- _PROBLEM TO SOLVE_: Restate, word for word, each record that follows.

------

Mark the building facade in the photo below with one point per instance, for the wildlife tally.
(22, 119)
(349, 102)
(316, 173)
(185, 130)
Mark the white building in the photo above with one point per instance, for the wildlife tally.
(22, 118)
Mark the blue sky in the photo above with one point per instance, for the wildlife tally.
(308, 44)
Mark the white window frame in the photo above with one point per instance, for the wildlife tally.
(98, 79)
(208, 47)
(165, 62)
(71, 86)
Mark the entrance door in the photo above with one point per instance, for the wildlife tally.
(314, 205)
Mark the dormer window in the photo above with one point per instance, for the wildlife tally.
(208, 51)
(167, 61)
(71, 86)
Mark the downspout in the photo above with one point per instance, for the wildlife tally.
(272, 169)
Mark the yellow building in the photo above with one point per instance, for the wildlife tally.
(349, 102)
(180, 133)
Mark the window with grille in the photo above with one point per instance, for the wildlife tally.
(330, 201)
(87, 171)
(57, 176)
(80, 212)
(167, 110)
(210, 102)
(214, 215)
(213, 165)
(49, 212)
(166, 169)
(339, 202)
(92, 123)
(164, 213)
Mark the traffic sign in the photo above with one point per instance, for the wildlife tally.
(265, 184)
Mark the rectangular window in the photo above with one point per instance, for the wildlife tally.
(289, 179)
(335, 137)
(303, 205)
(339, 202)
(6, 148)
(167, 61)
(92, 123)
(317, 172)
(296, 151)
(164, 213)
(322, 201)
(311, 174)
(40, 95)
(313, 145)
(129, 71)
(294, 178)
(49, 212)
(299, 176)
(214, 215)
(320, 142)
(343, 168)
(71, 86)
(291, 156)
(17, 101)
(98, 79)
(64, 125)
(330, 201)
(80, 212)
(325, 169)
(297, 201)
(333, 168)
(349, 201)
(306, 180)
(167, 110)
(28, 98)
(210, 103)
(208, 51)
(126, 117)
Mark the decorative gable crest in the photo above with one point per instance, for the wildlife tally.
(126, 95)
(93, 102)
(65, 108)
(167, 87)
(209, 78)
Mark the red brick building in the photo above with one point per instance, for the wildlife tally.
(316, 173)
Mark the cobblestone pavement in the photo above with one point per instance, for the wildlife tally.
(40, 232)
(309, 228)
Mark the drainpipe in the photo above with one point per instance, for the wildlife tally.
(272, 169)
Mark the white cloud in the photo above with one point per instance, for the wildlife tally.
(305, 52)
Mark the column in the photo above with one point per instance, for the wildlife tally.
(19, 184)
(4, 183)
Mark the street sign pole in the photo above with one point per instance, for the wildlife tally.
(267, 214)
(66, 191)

------

- _RESPONSE AREA_:
Mark the building facade in the photo below with one point per instance, for the wildlife tally.
(22, 119)
(349, 102)
(316, 173)
(185, 130)
Mark the white building in the photo above with one point per instance, for the wildlife tally.
(22, 118)
Mark the blue sky in the photo above with one point per instance, for the wildlife tally.
(308, 44)
Mark the white window frame in the photo above with one point per instance, for the wildlife tally.
(98, 79)
(208, 47)
(165, 62)
(71, 86)
Mark the entrance door in the photo above with one point per instance, for the wildlife tally.
(314, 205)
Mark the dormer window in the photo above with one point per instance, for the wildlife tally.
(208, 51)
(167, 61)
(71, 86)
Mark the downspout in the photo above with one point per instance, for the wildlife tally.
(272, 169)
Mark the yellow building in the photo above with one point per instance, for the wildlife tally.
(349, 102)
(180, 133)
Mark the window with grille in the photo above with one point per instance, for the wildlife tally.
(330, 201)
(87, 171)
(57, 176)
(80, 212)
(167, 110)
(210, 102)
(214, 215)
(213, 165)
(49, 212)
(166, 169)
(339, 202)
(92, 123)
(164, 213)
Mark the traffic sign in the photo above with one point per instance, for the wildlife tally.
(265, 184)
Mark the rectangular window in the photo above with one point per instance, for the wildlife tally.
(289, 179)
(335, 137)
(303, 205)
(339, 202)
(6, 148)
(167, 61)
(92, 123)
(317, 172)
(296, 151)
(164, 213)
(322, 201)
(311, 174)
(40, 95)
(313, 145)
(129, 71)
(294, 178)
(49, 212)
(299, 176)
(214, 215)
(320, 142)
(343, 168)
(71, 86)
(291, 156)
(17, 101)
(98, 79)
(64, 125)
(330, 201)
(80, 212)
(325, 169)
(297, 201)
(333, 168)
(349, 201)
(306, 180)
(167, 110)
(28, 98)
(210, 103)
(208, 51)
(126, 117)
Mark the decorative gable crest in the photo above with one point per instance, for the wildlife tally.
(126, 95)
(93, 102)
(65, 108)
(167, 87)
(209, 78)
Mark the red brick building in the photo above with one point per instance, for the wildlife tally.
(316, 173)
Mark the cobblestone pavement in the photo above with one point per instance, for the wildlife tally.
(40, 232)
(309, 228)
Mark the drainpipe in the photo above with one point per instance, for the wildlife tally.
(272, 169)
Mark the white cloud in the photo above with one point per instance, for the wildlife tally.
(305, 52)
Mark the column in the photo above with one point per instance, for the wildlife tally.
(19, 184)
(4, 183)
Mark the street sign pole in the photo above with one point per instance, for the wildlife tally.
(267, 214)
(66, 191)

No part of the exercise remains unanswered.